## PROVIDED TEXT

What you actually want to do is using a hash function, that's so computationally intense that hashing takes so much time, that even attempting a brute force attack on a 4 character password took hours.
Just add some salt to the user entered password.
$salt = 'random string';
md5(sha1(md5($salt . $_POST['password'])));
Almost no way that result can be cracked.

Why do salts make dictionary attacks 'impossible'?

Update: Please note I am not asking what a salt is, what a rainbow table is, what a dictionary attack is, or what the purpose of a salt is. I am querying: If you know the users salt and hash, isn't it quite easy to calculate their password?
I understand the process, and implement it myself in some of my projects.
s = random salt
storedPassword = sha1(password + s)
In the database you store:
username | hashed_password | salt
Every implementation of salting I have seen adds the salt either at the end of the password, or beginning:
hashed_Password = sha1(s + password )
hashed_Password = sha1(password + s)
Therfore, a dictionary attack from a hacker who is worth his salt (ha ha) would simply run each keyword against the stored salts in the common combinations listed above.
Surely the implementation described above simply adds another step for the hacker, without actually solving the underlying issue? What alternatives are there to step around this issue, or am I misunderstanding the problem?
The only thing I can think to do is have a secret blending algorithm that laces the salt and password together in a random pattern, or adds other user fields to the hashing process meaning the hacker would have to have access to the database AND code to lace them for a dictionary attack to prove fruitful. (Update, as pointed out in comments it's best to assume the hacker has access to all your information so this probably isn't best).
Let me give an example of how I propose a hacker would hack a user database with a list of passwords and hashes:
Data from our hacked database:
RawPassword (not stored) | Hashed | Salt
--------------------------------------------------------
letmein WEFLS... WEFOJFOFO...
Common password dictionary:
Common Password
--------------
letmein
12345
...
For each user record, loop the common passwords and hash them:
for each user in hacked_DB
salt = users_salt
hashed_pw = users_hashed_password
for each common_password
testhash = sha1(common_password + salt)
if testhash = hashed_pw then
//Match! Users password = common_password
//Lets visit the webpage and login now.
end if
next
next
I hope this illustrates my point a lot better.
Given 10,000 common passwords, and 10,000 user records, we would need to calculate 100,000,000 hashes to discover as many user passwords as possible. It might take a few hours, but it's not really an issue.
Update on Cracking Theory
We will assume we are a corrupt webhost, that has access to a database of SHA1 hashes and salts, along with your algorithm to blend them. The database has 10,000 user records.
This site claims to be able to calculate 2,300,000,000 SHA1 hashes per second using the GPU. (In real world situation probably will be slower, but for now we will use that quoted figure).
(((95^4)/2300000000)/2)*10000 = 177
seconds
Given a full range of 95 printable ASCII characters, with a maximum length of 4 characters, divided by the rate of calculation (variable), divided by 2 (assuming the average time to discover password will on average require 50% of permutations) for 10,000 users it would take 177 seconds to work out all users passwords where the length is <= 4.
Let's adjust it a bit for realism.

## GOAL 1
In the listing, begin at the line that contains "Each instance receives one keypoint. Annotate the man's" and go through the end of the listing, substituting "shaved head" for "bald head". Leave everything else in those lines unchanged.
This text has no connection to the listing.

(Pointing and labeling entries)
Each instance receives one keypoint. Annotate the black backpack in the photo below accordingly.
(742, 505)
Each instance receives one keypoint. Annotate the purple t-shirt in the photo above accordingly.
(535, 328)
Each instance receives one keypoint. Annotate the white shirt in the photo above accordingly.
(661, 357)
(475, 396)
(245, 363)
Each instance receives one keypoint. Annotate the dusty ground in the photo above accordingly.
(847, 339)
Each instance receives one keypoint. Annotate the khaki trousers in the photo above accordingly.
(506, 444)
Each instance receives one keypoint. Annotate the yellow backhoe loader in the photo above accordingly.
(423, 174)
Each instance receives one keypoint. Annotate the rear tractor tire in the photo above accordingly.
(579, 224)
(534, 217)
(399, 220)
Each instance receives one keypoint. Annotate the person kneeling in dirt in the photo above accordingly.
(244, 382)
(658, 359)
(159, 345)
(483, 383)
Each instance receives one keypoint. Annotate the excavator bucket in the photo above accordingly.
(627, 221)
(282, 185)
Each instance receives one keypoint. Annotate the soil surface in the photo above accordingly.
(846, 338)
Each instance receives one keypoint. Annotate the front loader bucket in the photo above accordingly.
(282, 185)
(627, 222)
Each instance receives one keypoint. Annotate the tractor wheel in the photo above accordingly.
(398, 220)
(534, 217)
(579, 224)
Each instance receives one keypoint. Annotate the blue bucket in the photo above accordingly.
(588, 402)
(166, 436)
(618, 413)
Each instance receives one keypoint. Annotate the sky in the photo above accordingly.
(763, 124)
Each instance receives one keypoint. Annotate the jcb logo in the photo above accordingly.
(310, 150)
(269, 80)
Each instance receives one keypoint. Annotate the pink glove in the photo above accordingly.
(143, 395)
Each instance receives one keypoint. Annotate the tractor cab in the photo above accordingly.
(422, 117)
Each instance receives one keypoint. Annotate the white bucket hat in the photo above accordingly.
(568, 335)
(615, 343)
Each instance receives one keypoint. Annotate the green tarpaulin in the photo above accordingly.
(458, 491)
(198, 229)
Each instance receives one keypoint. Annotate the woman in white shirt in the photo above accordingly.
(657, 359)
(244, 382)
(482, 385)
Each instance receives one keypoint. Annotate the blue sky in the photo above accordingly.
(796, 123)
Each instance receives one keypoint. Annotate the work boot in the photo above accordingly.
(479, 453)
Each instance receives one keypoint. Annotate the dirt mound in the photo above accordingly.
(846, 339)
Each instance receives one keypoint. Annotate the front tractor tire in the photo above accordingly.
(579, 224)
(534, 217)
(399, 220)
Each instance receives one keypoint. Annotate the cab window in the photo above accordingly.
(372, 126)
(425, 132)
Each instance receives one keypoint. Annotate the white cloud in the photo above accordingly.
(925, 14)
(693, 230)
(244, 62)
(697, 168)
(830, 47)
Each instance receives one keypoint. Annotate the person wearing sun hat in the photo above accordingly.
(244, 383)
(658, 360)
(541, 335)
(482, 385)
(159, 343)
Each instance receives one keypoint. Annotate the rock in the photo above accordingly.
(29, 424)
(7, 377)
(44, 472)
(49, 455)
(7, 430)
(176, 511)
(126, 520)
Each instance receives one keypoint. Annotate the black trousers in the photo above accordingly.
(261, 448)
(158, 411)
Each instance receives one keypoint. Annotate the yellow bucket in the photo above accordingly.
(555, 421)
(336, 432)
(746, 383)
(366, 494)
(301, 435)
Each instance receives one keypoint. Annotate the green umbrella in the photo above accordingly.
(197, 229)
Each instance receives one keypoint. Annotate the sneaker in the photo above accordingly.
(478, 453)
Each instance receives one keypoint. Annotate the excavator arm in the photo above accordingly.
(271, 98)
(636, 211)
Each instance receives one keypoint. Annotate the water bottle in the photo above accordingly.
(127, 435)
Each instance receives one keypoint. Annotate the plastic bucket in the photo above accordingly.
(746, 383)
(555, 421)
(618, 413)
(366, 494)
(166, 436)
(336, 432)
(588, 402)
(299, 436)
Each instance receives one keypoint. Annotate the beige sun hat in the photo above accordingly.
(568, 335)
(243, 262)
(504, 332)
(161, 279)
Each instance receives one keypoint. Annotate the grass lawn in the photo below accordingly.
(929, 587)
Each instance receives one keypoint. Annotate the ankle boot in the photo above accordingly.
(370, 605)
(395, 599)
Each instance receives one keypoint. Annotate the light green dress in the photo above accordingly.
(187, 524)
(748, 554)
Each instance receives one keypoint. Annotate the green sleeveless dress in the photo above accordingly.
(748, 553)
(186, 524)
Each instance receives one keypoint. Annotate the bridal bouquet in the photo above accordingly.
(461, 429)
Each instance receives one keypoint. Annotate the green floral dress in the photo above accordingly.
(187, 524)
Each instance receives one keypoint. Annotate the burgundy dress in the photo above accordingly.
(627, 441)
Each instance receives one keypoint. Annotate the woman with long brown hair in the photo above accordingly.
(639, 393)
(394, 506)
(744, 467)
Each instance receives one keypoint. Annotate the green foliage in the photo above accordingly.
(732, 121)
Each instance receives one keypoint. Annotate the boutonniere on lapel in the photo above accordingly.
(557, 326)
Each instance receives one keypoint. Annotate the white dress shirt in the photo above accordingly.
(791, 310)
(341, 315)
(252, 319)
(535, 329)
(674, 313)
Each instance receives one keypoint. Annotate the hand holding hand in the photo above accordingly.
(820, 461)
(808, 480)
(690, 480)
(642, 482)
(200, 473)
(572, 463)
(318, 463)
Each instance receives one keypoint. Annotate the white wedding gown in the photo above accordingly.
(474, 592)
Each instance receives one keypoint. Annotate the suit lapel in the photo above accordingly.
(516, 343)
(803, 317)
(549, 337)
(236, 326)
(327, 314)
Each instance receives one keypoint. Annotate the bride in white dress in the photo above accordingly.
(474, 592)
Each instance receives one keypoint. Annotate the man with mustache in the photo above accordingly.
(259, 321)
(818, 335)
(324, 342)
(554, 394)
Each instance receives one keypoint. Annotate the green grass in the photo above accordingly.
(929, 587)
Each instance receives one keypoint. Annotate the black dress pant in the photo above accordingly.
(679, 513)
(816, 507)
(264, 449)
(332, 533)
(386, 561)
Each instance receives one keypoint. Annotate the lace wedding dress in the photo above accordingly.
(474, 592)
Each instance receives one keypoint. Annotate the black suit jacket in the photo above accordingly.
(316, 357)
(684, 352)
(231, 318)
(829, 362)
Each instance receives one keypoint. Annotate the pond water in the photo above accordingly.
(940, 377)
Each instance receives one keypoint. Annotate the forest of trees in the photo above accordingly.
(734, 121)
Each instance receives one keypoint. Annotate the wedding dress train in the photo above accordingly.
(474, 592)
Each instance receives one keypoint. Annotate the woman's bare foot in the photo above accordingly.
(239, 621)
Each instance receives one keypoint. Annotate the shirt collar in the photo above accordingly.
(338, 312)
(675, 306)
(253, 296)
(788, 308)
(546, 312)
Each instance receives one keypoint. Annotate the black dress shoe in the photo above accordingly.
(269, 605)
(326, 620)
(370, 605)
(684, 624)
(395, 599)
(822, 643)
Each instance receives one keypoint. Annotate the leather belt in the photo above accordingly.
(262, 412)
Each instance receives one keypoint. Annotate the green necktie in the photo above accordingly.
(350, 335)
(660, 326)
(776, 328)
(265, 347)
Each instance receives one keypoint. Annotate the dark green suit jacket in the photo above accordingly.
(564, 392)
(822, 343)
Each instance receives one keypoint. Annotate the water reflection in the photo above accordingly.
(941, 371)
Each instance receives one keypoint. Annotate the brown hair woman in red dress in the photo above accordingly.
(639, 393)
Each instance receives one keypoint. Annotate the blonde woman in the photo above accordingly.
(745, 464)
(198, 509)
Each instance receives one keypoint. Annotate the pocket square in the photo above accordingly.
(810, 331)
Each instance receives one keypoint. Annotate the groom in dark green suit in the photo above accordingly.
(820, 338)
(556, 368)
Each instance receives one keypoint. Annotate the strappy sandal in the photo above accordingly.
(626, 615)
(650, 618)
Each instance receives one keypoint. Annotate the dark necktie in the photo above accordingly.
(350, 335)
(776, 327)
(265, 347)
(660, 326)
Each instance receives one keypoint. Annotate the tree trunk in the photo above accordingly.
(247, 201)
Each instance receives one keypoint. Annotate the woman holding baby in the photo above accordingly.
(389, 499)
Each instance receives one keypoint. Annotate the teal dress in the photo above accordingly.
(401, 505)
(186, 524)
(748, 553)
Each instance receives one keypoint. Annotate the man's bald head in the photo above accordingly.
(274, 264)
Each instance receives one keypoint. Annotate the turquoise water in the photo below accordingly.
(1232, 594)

## GOAL 2
Carry on the discussion of salted password hashes, starting right after its last sentence.

## FINAL ANSWER 1
Each instance receives one keypoint. Annotate the man's shaved head in the photo above accordingly.
(274, 264)
Each instance receives one keypoint. Annotate the turquoise water in the photo below accordingly.
(1232, 594)

## FINAL ANSWER 2
(((36^7)/1000000000)/2)*10000 = 2 days
Assuming non case sensitivity, with a password length <= 7, only alphanumeric chars, it would take 4 days to solve for 10,000 user records, and I've halved the speed of the algorithm to reflect overhead and non ideal circumstance.
It is important to recognise that this is a linear brute force attack, all calculations are independant of one another, therfore it's a perfect task for multiple systems to solve. (IE easy to set up 2 computers running attack from different ends that would half the exectution time).
Given the case of recursively hashing a password 1,000 times to make this task more computationally expensive:
(((36^7) / 1 000 000 000) / 2) * 1000
seconds = 10.8839117 hours
This represents a maximum length of 7 alpha-numeric characters, at a less than half speed execution from quoted figure for one user.
Recursively hashing 1,000 times effectively blocks a blanket attack, but targetted attacks on user data are still vulnerable.
It doesn't stop dictionary attacks.
What it does is stop someone who manages to get a copy of your password file from using a rainbow table to figure out what the passwords are from the hashes.
Eventually, it can be brute-forced, though. The answer to that part is to force your users to not use dictionary words as passwords (minimum requirements of at least one number or special character, for example).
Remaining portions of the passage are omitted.